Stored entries
:::

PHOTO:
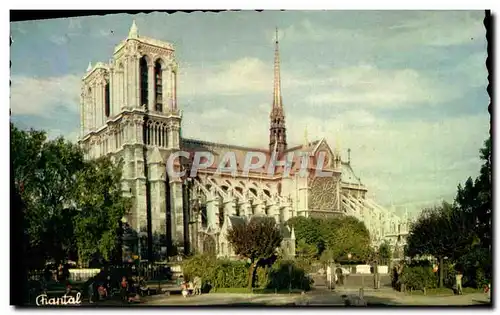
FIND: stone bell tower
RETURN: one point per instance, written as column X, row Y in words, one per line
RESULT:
column 129, row 110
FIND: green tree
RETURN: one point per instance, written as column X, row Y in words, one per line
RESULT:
column 440, row 231
column 384, row 253
column 256, row 240
column 44, row 177
column 346, row 235
column 308, row 230
column 101, row 205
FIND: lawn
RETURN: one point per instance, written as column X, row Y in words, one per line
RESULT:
column 444, row 291
column 255, row 291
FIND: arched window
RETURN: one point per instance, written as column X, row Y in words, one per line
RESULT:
column 143, row 65
column 158, row 87
column 106, row 99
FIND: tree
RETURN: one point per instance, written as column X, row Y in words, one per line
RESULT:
column 441, row 232
column 474, row 199
column 384, row 253
column 256, row 240
column 68, row 204
column 44, row 177
column 346, row 235
column 101, row 205
column 308, row 230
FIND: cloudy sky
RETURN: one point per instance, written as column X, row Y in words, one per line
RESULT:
column 405, row 91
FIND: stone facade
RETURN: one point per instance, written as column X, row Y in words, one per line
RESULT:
column 129, row 111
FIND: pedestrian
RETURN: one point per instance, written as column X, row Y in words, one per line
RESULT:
column 68, row 288
column 459, row 282
column 329, row 277
column 90, row 291
column 124, row 289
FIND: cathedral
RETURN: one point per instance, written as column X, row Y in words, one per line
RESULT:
column 129, row 111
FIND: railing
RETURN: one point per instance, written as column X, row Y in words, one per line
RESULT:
column 82, row 274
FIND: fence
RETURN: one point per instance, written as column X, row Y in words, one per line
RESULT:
column 82, row 274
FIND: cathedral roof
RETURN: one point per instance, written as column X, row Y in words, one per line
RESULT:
column 219, row 150
column 348, row 175
column 236, row 220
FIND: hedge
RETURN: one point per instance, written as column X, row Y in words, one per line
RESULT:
column 218, row 273
column 418, row 277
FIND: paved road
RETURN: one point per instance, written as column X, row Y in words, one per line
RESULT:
column 318, row 297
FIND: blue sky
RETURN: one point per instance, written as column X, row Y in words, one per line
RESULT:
column 405, row 90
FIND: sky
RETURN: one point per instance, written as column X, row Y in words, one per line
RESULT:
column 404, row 90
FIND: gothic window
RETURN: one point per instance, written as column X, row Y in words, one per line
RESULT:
column 143, row 65
column 204, row 218
column 158, row 87
column 106, row 99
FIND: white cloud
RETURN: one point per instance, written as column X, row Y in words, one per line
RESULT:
column 243, row 76
column 42, row 96
column 369, row 86
column 393, row 30
column 414, row 163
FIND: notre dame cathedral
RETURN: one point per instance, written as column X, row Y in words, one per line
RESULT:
column 129, row 111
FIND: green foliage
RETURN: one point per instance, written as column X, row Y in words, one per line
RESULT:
column 475, row 266
column 308, row 230
column 70, row 205
column 44, row 178
column 418, row 277
column 346, row 235
column 256, row 240
column 199, row 265
column 462, row 231
column 101, row 206
column 285, row 274
column 216, row 273
column 262, row 277
column 333, row 238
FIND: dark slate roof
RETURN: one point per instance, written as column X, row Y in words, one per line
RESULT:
column 348, row 175
column 236, row 220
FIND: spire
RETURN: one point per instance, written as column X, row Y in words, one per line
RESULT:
column 277, row 80
column 277, row 132
column 306, row 140
column 133, row 33
column 337, row 145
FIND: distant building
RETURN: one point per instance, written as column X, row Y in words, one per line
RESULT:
column 129, row 111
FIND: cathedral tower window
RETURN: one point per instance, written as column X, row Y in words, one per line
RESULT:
column 158, row 87
column 106, row 99
column 143, row 65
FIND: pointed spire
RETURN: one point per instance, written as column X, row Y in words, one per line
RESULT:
column 306, row 140
column 337, row 145
column 133, row 33
column 277, row 79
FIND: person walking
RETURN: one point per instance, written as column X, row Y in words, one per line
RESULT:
column 329, row 277
column 124, row 289
column 90, row 291
column 459, row 277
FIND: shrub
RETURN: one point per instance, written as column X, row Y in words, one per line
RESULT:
column 418, row 277
column 285, row 274
column 216, row 273
column 262, row 277
column 230, row 274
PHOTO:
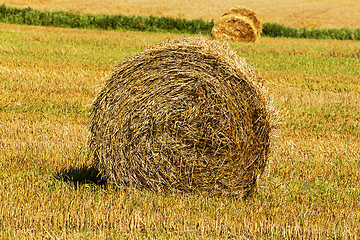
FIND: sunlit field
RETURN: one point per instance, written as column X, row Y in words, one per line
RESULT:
column 293, row 13
column 48, row 80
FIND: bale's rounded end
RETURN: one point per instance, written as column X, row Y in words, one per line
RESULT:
column 187, row 115
column 234, row 28
column 248, row 13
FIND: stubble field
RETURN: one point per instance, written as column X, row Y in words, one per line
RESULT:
column 50, row 76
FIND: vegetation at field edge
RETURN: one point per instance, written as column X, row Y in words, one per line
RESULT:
column 49, row 77
column 155, row 24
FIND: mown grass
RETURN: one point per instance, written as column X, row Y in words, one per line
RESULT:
column 48, row 79
column 29, row 16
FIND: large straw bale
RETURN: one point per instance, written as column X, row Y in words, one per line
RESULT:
column 249, row 13
column 186, row 115
column 234, row 28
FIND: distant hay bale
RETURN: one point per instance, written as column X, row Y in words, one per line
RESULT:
column 249, row 13
column 187, row 115
column 237, row 24
column 234, row 28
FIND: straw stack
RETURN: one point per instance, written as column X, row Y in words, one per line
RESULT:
column 238, row 24
column 187, row 115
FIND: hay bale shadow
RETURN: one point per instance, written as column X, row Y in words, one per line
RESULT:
column 80, row 175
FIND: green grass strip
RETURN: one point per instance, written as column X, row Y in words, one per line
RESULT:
column 29, row 16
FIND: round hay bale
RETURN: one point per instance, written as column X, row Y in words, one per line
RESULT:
column 187, row 115
column 234, row 28
column 249, row 13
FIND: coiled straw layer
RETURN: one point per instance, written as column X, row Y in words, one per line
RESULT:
column 187, row 115
column 237, row 24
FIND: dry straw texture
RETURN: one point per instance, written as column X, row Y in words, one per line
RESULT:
column 248, row 13
column 187, row 115
column 234, row 28
column 237, row 24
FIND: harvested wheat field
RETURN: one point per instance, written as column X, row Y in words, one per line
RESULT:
column 293, row 13
column 49, row 78
column 185, row 115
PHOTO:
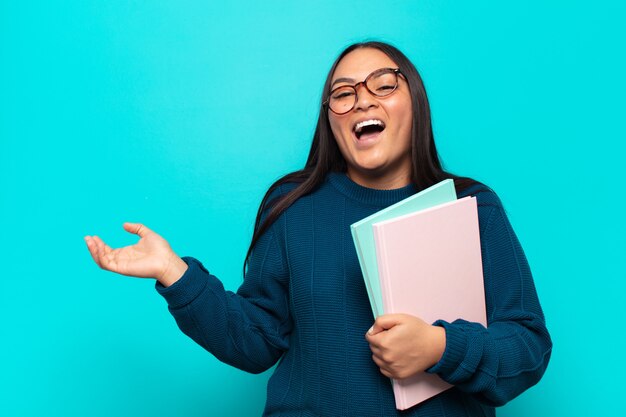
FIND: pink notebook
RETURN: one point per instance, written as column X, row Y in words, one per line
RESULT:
column 429, row 264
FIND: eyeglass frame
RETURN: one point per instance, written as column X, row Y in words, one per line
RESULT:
column 396, row 71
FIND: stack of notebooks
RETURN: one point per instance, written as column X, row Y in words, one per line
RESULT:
column 422, row 257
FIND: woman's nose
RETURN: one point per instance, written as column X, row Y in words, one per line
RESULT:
column 364, row 99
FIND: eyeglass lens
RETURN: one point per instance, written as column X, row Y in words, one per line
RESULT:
column 380, row 83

:::

Restate each entry verbatim and skip every image.

_Output below_.
PHOTO:
FIND: stone bell tower
RETURN: one point per instance, written as column X, row Y in words, one per line
RESULT:
column 129, row 110
FIND: green tree
RETURN: one point per instance, written as column X, row Y in words, one per line
RESULT:
column 440, row 231
column 384, row 253
column 256, row 240
column 44, row 177
column 346, row 235
column 308, row 230
column 101, row 205
FIND: lawn
RETURN: one point per instance, written as column X, row Y in words, one per line
RESULT:
column 444, row 291
column 255, row 291
FIND: arched window
RETURN: one point per instance, written as column X, row Y in words, one per line
RESULT:
column 143, row 65
column 158, row 87
column 106, row 99
FIND: tree
RETURN: one point per instance, written as column X, row Y in words, one per line
RESULT:
column 441, row 232
column 474, row 199
column 384, row 253
column 256, row 240
column 68, row 204
column 44, row 177
column 346, row 235
column 101, row 205
column 308, row 230
FIND: cloudy sky
RETURN: one point per instance, written as column X, row Y in words, one per line
RESULT:
column 405, row 91
FIND: stone facade
RETURN: one point per instance, written as column X, row Y in words, one per line
RESULT:
column 129, row 111
FIND: pedestrian
RETURN: one point per instance, written as column X, row Y in words, one per line
RESULT:
column 68, row 288
column 459, row 282
column 329, row 277
column 90, row 291
column 124, row 289
FIND: cathedral
RETURN: one point per instance, written as column X, row Y in words, one per line
RESULT:
column 129, row 111
FIND: railing
RETURN: one point per instance, written as column X, row Y in words, one per line
RESULT:
column 82, row 274
FIND: fence
RETURN: one point per instance, written as column X, row Y in words, one per line
RESULT:
column 82, row 274
FIND: cathedral roof
RETURN: one point per instance, written as column X, row Y in words, one per line
RESULT:
column 219, row 150
column 348, row 175
column 236, row 220
FIND: hedge
RETURN: one point per instance, written as column X, row Y in words, one per line
RESULT:
column 218, row 273
column 418, row 277
FIND: paved road
RETURN: one point per instance, written as column X, row Y in words, one per line
RESULT:
column 318, row 297
FIND: blue sky
RETURN: one point per instance, written as column X, row Y in words, one per line
RESULT:
column 405, row 90
FIND: sky
RETURN: one point per instance, written as column X, row Y in words, one per line
RESULT:
column 404, row 90
FIND: gothic window
RETURN: one point per instance, written as column X, row Y in words, one per line
RESULT:
column 143, row 65
column 204, row 218
column 158, row 87
column 106, row 99
FIND: white cloud
RETURN: one point per instance, written as column X, row Y in words, one per line
RESULT:
column 243, row 76
column 42, row 96
column 369, row 86
column 393, row 30
column 414, row 163
FIND: notre dame cathedral
RETURN: one point per instance, written as column X, row Y in words, one per line
RESULT:
column 129, row 111
FIND: green foliage
RETURN: one point per instance, written as column X, row Y in words, one per line
RESULT:
column 475, row 266
column 308, row 230
column 70, row 205
column 44, row 178
column 418, row 277
column 346, row 235
column 256, row 240
column 199, row 265
column 462, row 231
column 101, row 206
column 285, row 274
column 216, row 273
column 262, row 277
column 333, row 238
FIND: dark slate roof
RETURN: one point per instance, written as column X, row Y in words, one per line
RESULT:
column 348, row 175
column 236, row 220
FIND: spire
RETURN: one point per instance, written as column X, row Y in words, one per line
RESULT:
column 277, row 80
column 277, row 132
column 306, row 140
column 133, row 33
column 337, row 145
FIND: distant building
RETURN: one point per instance, written as column X, row Y in words, one per line
RESULT:
column 129, row 111
FIND: cathedral tower window
RETURN: one point per instance, written as column X, row Y in words, one per line
RESULT:
column 158, row 87
column 106, row 99
column 143, row 65
FIND: pointed spire
RETURN: one point per instance, written as column X, row Y in words, one per line
RESULT:
column 306, row 140
column 337, row 145
column 133, row 33
column 277, row 79
FIND: person walking
RETURN: one point per instance, written as column X, row Y in words, one per line
RESULT:
column 329, row 277
column 124, row 289
column 90, row 291
column 459, row 277
FIND: shrub
RETURN: one point per instance, written as column X, row Y in words, one per line
RESULT:
column 418, row 277
column 285, row 274
column 216, row 273
column 262, row 277
column 230, row 274
PHOTO:
FIND: sunlit field
RETURN: one point per instance, written as column X, row Y in words, one per line
RESULT:
column 293, row 13
column 48, row 80
FIND: bale's rounded end
RETURN: one point per instance, written as column X, row Y in words, one per line
RESULT:
column 187, row 115
column 234, row 28
column 248, row 13
FIND: stubble field
RETURN: one point per instance, written as column X, row Y in words, one per line
RESULT:
column 50, row 76
FIND: vegetation at field edge
RETURN: one point per instance, written as column X, row Y in words, one per line
RESULT:
column 49, row 77
column 155, row 24
FIND: mown grass
RETURN: one point per instance, written as column X, row Y in words, one per line
RESULT:
column 48, row 79
column 29, row 16
FIND: large straw bale
RETURN: one point per instance, written as column X, row Y in words, one per line
RESULT:
column 249, row 13
column 186, row 115
column 234, row 28
FIND: distant hay bale
RETURN: one point per instance, written as column X, row Y in words, one per line
RESULT:
column 249, row 13
column 187, row 115
column 237, row 24
column 234, row 28
FIND: straw stack
RETURN: one point per instance, written as column X, row Y in words, one per line
RESULT:
column 238, row 24
column 187, row 115
FIND: hay bale shadow
RETURN: one point per instance, written as column X, row Y in words, one per line
RESULT:
column 80, row 175
FIND: green grass strip
RETURN: one point per instance, written as column X, row Y in words, one per line
RESULT:
column 29, row 16
FIND: round hay bale
RETURN: one point per instance, written as column X, row Y in words, one per line
RESULT:
column 187, row 115
column 234, row 28
column 249, row 13
FIND: coiled straw layer
RETURN: one point per instance, written as column X, row Y in words, one per line
RESULT:
column 187, row 115
column 237, row 24
FIND: dry straw texture
RETURN: one point per instance, written as column X, row Y in words, one per line
RESULT:
column 248, row 13
column 187, row 115
column 234, row 28
column 237, row 24
FIND: harvested wheat field
RETURN: one point per instance, written as column X, row Y in words, one per line
RESULT:
column 293, row 13
column 49, row 78
column 185, row 115
PHOTO:
FIND: pink notebook
RETURN: one point per instance, written as column X, row Y in words, one per line
RESULT:
column 429, row 264
FIND: eyeglass frame
RETURN: one point per instance, written as column X, row Y in words, one per line
RESULT:
column 396, row 71
FIND: stack of notebooks
RETURN: one point per instance, written as column X, row Y in words, one per line
RESULT:
column 422, row 257
FIND: woman's nose
RETURN: one point per instance, written as column X, row Y in words, one per line
RESULT:
column 364, row 99
FIND: eyeglass lens
RETURN: one point per instance, written as column X, row Y in words, one per line
RESULT:
column 380, row 83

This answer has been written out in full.